> _TEXT SECTION_:
So should we strive to get there? Sure. Should we be tactical about how? Yes. And the link seems to argue that as well. But is it reasonable to hit our 2050 goals based on the current global fossil fuel usage? Not really. So I’m really missing how this refutes Smil’s article, and why “primary energy” is such a stupid thing.
Take for example paragraphs like:
> Primary electricity (hydro, nuclear, wind, solar, and a small contribution by geothermal plants) accounted for no more than about 18% of the world’s primary energy consumption, which means that fossil fuels still provided about 82% of the world’s primary energy supply in 2022.
Are used as justification for why green green energy is a scam, it can’t be done, or it’s too expensive, etc., etc. after all 82% of primary energy is still from fossil fuels.
Except we don’t have to replace 82%, since 2/3rds of that is wasted. Of 100 kWh we’re already done 12 kWh and only need to add 27 (NOT 82) more kWh of electricity to replace all the fossil fuel usage. And that’s before talking about any efficiency gains (e.g heat pumps with COP >4).
I’m not sure of Smil’s politics but to be fair, there’s nothing in that quote that is inherently misleading. I can see through how others could spin it, and I’ll be more careful knowing the term has some politics behind it now. To me his argument in the article is that it’s not practical to expect a transition in a 25-year timescale, not that it’s impossible or not worth working on.
Heat pumps are a good example where the practice has been a lot harder than we might hope. Sure COP > 4 for heating is great, but the units are very expensive today, and in most of the US and Europe with sub-zero winter temps operate with much worse efficiencies, making them significantly more expensive to operate. I’m sure with effort those issues will improve, and major policy shifts can help mitigate some of the costs. But especially without a strong will today those changes are practically too far off for the 2050 target.
The discussion of the issue in terms of primary energy is the very thing that's inherently misleading. To move away from fossil fuels we do not have to replace the primary energy, we have to replace the useful energy that comes out the other side. From the Sankey diagram in the article I linked [0], 67.5 units of energy are not useful energy.
To put it to an extreme, instead of 67.5 units beings wastes, it could be 100 billion units for 32.5 units of useful energy produces. Focusing on the 100 billion is inherently misleading since they are irrelevant when the replacement technology basically creates the useful energy with over 100% efficiency at times.
Heat pumps. Yes their COP is lower during cold winters, but that brings in 2 discussions.
1) any COP value above 1 means that we'll need less primary energy than when buying something, and even in cold weather they manage a COP above that [1].

> _Data listing_:
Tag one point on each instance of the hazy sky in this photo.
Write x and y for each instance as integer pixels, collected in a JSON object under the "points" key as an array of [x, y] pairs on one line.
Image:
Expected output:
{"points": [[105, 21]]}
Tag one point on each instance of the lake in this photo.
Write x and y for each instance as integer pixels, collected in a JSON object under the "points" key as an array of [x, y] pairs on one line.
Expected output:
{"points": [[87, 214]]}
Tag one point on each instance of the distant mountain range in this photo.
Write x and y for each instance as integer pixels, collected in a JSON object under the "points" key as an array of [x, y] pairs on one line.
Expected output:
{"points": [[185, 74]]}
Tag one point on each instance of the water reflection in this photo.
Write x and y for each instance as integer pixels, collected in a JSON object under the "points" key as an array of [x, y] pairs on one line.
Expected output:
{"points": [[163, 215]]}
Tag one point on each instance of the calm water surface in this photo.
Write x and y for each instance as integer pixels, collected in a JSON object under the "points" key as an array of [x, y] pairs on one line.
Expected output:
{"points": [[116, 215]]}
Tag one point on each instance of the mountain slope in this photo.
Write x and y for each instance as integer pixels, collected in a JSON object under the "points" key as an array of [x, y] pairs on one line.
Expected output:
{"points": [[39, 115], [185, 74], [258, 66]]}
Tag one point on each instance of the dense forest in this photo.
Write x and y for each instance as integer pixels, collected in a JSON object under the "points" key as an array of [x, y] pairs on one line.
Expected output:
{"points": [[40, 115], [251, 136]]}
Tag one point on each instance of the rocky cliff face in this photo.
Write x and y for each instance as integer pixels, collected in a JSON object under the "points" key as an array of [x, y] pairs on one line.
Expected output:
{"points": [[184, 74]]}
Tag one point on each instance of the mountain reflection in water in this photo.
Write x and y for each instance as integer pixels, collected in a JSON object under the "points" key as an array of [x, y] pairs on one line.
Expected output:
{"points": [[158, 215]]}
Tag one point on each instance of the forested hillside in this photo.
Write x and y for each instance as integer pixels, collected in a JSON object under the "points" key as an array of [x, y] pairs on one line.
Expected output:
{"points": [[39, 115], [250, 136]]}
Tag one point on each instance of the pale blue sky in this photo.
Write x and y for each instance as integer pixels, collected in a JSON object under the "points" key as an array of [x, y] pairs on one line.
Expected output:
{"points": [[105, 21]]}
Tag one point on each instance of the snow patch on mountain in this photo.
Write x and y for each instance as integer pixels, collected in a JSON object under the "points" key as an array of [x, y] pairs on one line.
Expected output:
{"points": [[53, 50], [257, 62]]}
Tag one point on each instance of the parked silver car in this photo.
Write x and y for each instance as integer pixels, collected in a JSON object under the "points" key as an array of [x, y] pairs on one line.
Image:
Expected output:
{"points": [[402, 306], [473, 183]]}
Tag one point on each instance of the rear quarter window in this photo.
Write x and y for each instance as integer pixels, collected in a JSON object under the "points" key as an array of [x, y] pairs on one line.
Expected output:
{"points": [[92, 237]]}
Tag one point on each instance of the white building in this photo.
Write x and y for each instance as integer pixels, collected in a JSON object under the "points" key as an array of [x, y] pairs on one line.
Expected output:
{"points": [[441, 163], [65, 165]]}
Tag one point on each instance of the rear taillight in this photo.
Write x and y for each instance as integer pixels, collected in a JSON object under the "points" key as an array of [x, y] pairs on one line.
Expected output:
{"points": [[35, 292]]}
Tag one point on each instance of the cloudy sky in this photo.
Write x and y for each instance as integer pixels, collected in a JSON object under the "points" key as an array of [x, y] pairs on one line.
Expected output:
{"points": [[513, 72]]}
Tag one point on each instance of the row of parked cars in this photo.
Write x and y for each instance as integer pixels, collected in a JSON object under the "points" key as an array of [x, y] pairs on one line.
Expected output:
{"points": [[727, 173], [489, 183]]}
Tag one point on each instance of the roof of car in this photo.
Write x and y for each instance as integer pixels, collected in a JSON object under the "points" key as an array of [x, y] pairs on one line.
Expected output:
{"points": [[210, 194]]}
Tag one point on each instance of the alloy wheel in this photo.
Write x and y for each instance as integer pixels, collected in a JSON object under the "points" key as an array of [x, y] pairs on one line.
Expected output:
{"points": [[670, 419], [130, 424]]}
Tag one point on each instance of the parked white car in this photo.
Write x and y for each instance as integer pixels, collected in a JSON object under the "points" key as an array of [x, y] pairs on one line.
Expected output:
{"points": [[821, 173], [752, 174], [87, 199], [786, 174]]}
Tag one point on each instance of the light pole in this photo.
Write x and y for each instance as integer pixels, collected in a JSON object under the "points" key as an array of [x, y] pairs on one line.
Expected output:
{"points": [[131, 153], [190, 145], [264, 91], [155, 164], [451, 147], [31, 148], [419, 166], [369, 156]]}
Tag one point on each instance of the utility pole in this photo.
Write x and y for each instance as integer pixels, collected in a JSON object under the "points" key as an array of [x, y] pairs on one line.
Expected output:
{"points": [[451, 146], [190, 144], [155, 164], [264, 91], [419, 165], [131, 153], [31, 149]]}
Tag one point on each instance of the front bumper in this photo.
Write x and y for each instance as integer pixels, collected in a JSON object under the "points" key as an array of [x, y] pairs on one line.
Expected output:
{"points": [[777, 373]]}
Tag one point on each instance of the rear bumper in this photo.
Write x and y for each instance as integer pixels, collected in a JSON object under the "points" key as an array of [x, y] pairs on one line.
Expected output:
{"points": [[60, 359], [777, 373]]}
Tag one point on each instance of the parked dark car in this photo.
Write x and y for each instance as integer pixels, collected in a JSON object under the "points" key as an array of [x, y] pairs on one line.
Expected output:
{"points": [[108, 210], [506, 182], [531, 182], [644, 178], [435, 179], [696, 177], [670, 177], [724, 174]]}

> _PROBLEMS_:
(A) List every line in the rows that contains the string "parked", treating case as significant.
(B) Carry on the discussion of primary energy and heat pumps, starting right after its last sentence.

> _RESULTS_:
(A)
Tag one point on each instance of the parked silver car in this photo.
Tag one point on each instance of the row of parked cars in this photo.
Tag one point on each instance of the parked white car in this photo.
Tag one point on each instance of the parked dark car in this photo.

(B)
2) Lower COPs will cost you more, depending on what your natural gas prices are like due to any crazed lunatics invading their neighbours. Which conincidentally is only what pushes electricity prices up in many places that use natural gas for electricity (even just peak demand).
The capital cost difference also depends drastically on situation. Many climates need both heating and cooling, so the price of heat pump versus furnace + AC unit is much smaller than heat pump versus furnace.
> But especially without a strong will today those changes are practically too far off for the 2050 target.
I agree, and even replacing the 1/3rd of the primary energy will be a tough challenge. But Vaclav continual framing in terms of primary energy is actively used to push inaction. His critics have been vocal about this point (and others) for a while, he should know better by now.
[0]: https://spitfireresearch.com/wp-content/uploads/2024/06/LLNL...
[1]: https://www.sciencedirect.com/science/article/pii/S254243512...
I think you're confused. There is no way to avoid the laws of thermodynamics so where are you getting more than 100% efficiency?
A gas furnace converts 1 J of chemical potential energy (higher heating value for natural gas) into essentially 1 J of internal energy in the air (raising it’s temperature).
A heat pump can take 1 J of electricity and move (realistically) up to 5 J of internal energy from A to B.
A layman description (if not actually accurate) is that while a gas furnace (or electric resistive heating) can be 100% efficient, a heat pump can be 500% efficient.
Links below, tldrs here: A heat pump does what the name suggests: it pumps heat. Resistive heating and burning gas is converting energy from one form into another. A heat pumps moves energy from A to B (making A colder and B hotter in the process) in literally the same way AC units
You get 5 J of heat out for every 1 J of electricity in because we're being funny with the units. You put in 1 J of electricity and the rest is put in as heat from your source (A) and then moved into B.
A good YouTube video: https://www.youtube.com/watch?v=7J52mDjZzto
And on heat pumps - it’s sad to reflect that even if we replaced all heating, it’s still only a couple % of the total rejected heat. There are few easy wins in this game, just many different ways we need to chip away at it.
> it’s sad to reflect that even if we replaced all heating, it’s still only a couple % of the total rejected heat.
It's actually not as bad as it looks.
Even if the home heating is not the biggest contributor from that chart, it is still a worthwhile target. Though EVs are likely a more impactful choice.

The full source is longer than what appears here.